*** Opening of Document text ***

Hillary Clinton Wants Nina Turner to Lose

The special election in Ohio’s 11th congressional district, where Hillary Clinton and the Democratic establishment are struggling to defeat former Bernie Sanders surrogate Nina Turner, is the latest illustration of how Democratic elites prioritize defeating the Left over strengthening their own party.


Nina Turner and Bernie Sanders on February 26, 2020 in Myrtle Beach, South Carolina. (Salwan Georges / Washington Post via Getty Images)

When Hillary Clinton endorsed Shontel Brown’s candidacy in the Ohio 11th congressional district’s special election last month, there was an obvious personal dimension and a noticeable amount of pettiness involved. Nina Turner, Brown’s primary opponent (and, by all appearances, the race’s front-runner), played a significant role as cochair of Bernie Sanders’s 2020 presidential campaign and was a vocal supporter during his 2016 challenge to Clinton. The narrative of a relitigation of the 2016 primaries spawned by Clinton’s intervention has predictably come to color national perceptions of the race. But this development risks obscuring the wider dynamic at play.

*** Close of Document text ***
*** Opening of Data ***

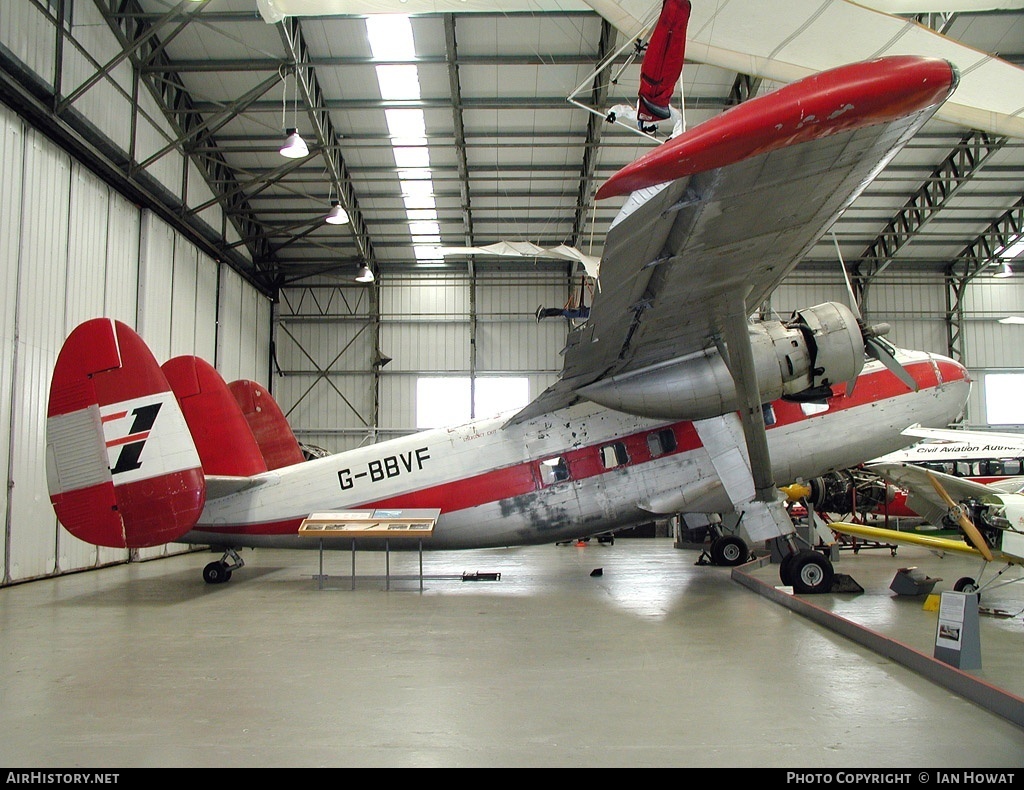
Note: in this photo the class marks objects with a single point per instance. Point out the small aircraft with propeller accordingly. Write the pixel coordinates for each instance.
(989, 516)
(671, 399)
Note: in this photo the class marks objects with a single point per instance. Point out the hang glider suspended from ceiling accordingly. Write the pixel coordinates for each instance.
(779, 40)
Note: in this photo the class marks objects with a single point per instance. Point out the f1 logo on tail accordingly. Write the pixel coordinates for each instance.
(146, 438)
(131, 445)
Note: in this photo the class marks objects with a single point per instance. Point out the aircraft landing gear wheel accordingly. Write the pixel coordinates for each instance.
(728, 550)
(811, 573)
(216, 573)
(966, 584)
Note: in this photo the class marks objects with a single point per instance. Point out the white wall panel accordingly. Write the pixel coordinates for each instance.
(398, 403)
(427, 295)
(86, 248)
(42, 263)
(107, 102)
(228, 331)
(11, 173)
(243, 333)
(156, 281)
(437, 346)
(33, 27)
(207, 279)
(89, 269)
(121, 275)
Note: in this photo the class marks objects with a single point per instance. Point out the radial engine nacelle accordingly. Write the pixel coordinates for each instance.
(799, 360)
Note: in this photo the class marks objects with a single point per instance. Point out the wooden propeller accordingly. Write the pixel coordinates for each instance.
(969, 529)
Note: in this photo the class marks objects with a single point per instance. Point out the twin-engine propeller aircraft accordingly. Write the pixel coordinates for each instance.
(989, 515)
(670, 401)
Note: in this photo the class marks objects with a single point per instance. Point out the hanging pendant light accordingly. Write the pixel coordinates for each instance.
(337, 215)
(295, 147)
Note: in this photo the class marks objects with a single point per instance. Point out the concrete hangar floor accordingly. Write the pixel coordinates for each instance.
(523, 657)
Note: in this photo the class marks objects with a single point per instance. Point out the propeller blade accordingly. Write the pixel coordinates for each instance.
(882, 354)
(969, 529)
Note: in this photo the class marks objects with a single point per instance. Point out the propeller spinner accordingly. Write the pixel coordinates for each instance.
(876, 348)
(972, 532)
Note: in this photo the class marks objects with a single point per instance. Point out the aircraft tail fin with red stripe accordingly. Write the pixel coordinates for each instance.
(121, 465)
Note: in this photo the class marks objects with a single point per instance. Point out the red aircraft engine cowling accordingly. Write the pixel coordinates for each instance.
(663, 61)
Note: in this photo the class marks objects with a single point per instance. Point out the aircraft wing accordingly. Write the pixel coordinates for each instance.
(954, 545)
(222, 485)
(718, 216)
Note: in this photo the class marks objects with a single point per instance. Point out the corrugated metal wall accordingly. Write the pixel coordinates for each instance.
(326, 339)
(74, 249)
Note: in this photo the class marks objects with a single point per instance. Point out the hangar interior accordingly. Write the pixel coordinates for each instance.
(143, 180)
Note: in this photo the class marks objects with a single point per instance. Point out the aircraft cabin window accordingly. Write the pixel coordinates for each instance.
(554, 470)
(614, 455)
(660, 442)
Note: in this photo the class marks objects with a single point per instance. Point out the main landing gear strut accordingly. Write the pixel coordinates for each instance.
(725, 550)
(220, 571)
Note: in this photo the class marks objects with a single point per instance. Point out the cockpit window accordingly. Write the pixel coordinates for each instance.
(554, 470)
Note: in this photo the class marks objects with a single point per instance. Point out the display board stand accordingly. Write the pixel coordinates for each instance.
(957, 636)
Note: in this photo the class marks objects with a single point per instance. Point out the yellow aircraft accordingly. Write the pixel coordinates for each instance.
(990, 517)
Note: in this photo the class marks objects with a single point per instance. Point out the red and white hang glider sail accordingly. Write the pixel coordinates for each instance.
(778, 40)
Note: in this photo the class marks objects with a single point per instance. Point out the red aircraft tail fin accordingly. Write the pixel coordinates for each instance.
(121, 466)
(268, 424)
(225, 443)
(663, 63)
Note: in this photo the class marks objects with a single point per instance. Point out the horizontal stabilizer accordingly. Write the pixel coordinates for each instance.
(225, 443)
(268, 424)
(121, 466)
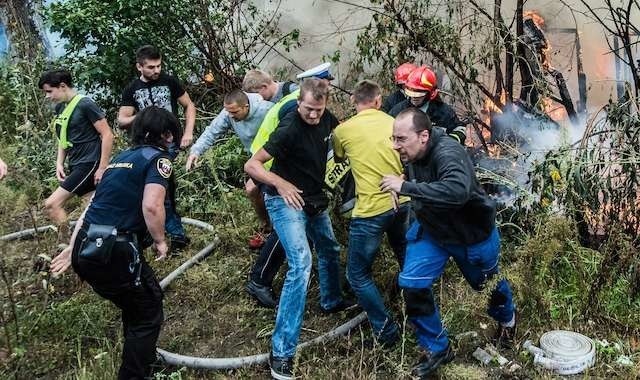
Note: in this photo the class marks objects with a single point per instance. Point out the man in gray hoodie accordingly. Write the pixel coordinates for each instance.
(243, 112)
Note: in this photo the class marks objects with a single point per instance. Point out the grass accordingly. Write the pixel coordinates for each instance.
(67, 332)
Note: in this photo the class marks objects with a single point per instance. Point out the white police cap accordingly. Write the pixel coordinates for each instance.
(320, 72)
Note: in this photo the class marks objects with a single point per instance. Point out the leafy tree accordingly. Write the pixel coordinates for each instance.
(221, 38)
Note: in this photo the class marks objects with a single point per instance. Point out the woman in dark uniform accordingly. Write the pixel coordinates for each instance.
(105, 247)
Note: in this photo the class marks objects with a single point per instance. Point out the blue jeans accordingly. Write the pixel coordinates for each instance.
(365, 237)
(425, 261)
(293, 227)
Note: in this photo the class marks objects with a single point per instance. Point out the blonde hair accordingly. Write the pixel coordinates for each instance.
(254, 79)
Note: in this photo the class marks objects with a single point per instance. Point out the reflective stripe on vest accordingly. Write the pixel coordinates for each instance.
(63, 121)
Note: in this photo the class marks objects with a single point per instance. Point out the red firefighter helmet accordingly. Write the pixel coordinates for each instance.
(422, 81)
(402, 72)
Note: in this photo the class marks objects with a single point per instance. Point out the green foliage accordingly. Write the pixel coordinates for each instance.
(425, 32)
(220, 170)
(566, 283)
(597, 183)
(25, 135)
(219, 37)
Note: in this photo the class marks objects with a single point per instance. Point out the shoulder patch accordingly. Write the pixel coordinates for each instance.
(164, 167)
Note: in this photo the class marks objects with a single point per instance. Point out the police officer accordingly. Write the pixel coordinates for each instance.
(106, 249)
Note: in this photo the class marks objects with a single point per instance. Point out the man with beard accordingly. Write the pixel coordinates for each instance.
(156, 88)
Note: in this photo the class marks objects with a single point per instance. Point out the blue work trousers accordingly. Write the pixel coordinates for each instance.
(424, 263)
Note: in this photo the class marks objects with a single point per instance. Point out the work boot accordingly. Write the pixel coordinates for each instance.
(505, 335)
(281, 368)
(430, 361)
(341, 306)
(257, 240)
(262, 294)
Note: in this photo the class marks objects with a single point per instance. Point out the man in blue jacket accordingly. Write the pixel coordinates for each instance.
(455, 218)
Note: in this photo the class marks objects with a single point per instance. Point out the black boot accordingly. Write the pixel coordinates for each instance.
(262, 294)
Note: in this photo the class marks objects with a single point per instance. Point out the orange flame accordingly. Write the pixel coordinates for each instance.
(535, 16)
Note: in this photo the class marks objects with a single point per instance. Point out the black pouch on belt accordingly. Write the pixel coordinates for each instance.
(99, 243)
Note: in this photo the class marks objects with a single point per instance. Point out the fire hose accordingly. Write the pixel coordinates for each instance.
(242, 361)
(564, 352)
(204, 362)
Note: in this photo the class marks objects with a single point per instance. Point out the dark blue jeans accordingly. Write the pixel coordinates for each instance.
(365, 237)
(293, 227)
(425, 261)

*** Close of Data ***

* [Work order 1] In the article about the Ohio 11th district race, what role did Nina Turner hold in Bernie Sanders's 2020 presidential campaign?
* [Work order 2] Do these statements agree with the article about the Ohio 11th district race? (a) Hillary Clinton endorsed Nina Turner in the special election. (b) The photo caption places Turner and Sanders in Myrtle Beach, South Carolina. (c) Turner supported Sanders during his 2016 challenge to Clinton.
The data is separate material and is not part of the article about the Ohio 11th district race.

* [Task answer 1] She was cochair of the campaign.

* [Task answer 2]
(a) No: "When Hillary Clinton endorsed Shontel Brown’s candidacy"
(b) Yes: "Nina Turner and Bernie Sanders on February 26, 2020 in Myrtle Beach, South Carolina."
(c) Yes: "was a vocal supporter during his 2016 challenge to Clinton"